• **ZIEL**
Gib bitte an, wie viele Zeilen der Einträge die Zeichenfolge „dried“ enthalten, und nenne nur die Zahl. Groß- und Kleinschreibung zählt.

++++ ANGEZEIGTE EINTRÄGE ++++

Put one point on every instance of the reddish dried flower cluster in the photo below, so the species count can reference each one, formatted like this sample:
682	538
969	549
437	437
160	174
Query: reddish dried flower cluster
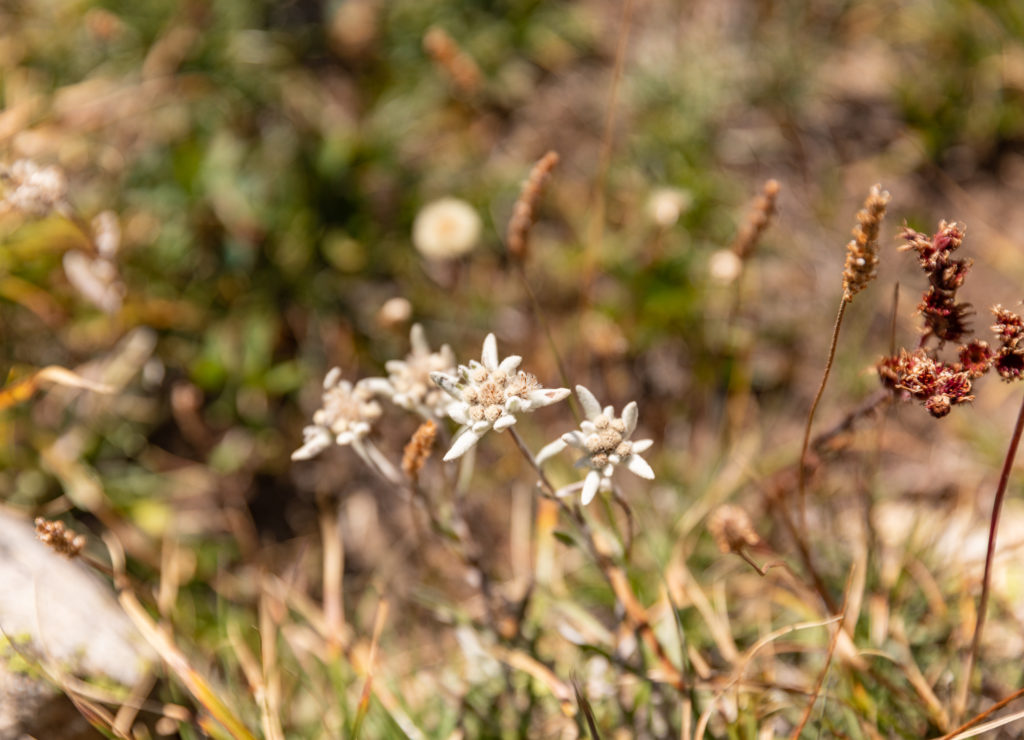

++++

• **ERGEBNIS DER ÜBUNG**
2